§ **Problem**
According to the post recalling a 1997 semester at Oak Hill College in London, why was the writer "TOTALLY in over my head"? Answer in one to three sentences.
Document extract START
I totally love the Olympics.  Whether it is summer or winter, I am glued to the TV as much as possible to witness the competition between nations.  However, this year’s Olympics got me thinking a bit about London, and what is perhaps the most lasting impression London made on me 15 years ago.

Back in the fall of 1997, I participated in a semester of study at Oak Hill College in London.  A few things about this:  First, I was 19 at the time, and Oak Hill was basically a graduate school/seminary for the Anglican church.  (I didn’t know that when I signed up)  So when I got there, I was the youngest kid at a school populated with students who had graduated from Oxford and Cambridge, and I was TOTALLY in over my head.

Second, I scheduled all my classes that semester on Monday with one seminar course on Tuesday…which I often skipped.  So it was week after week of glorious six day weekends, which I used to explore London, the British Isles, and Continental Europe as well.  Good times.
Document extract END
Raw data START
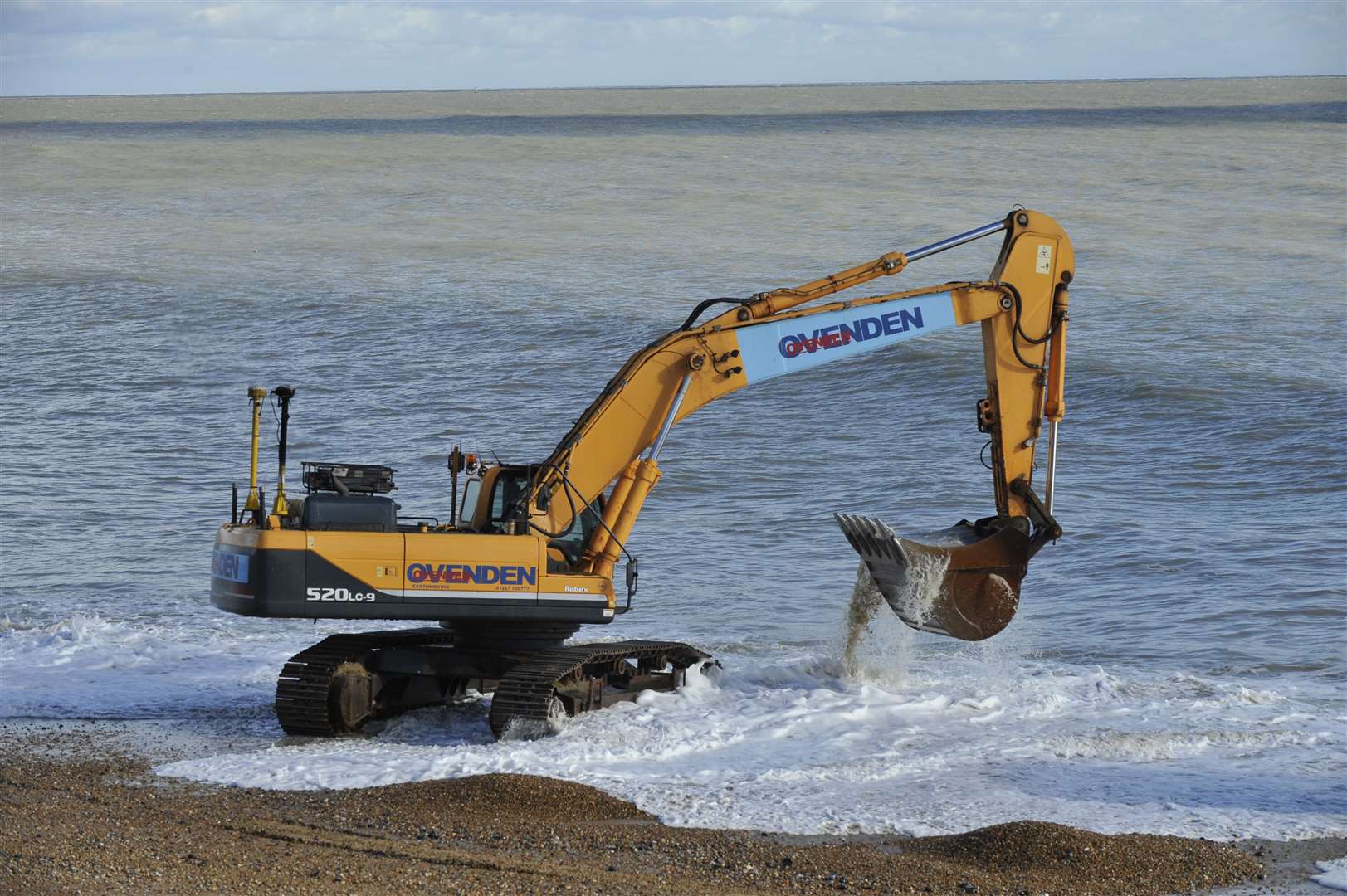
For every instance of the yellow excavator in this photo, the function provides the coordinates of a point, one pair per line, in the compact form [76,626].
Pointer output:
[529,552]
Raw data END
§ **Result of the task**
The writer was 19, and Oak Hill was essentially a graduate school and seminary for the Anglican church, which the writer had not known when signing up. This made the writer the youngest student at a school whose students had graduated from Oxford and Cambridge.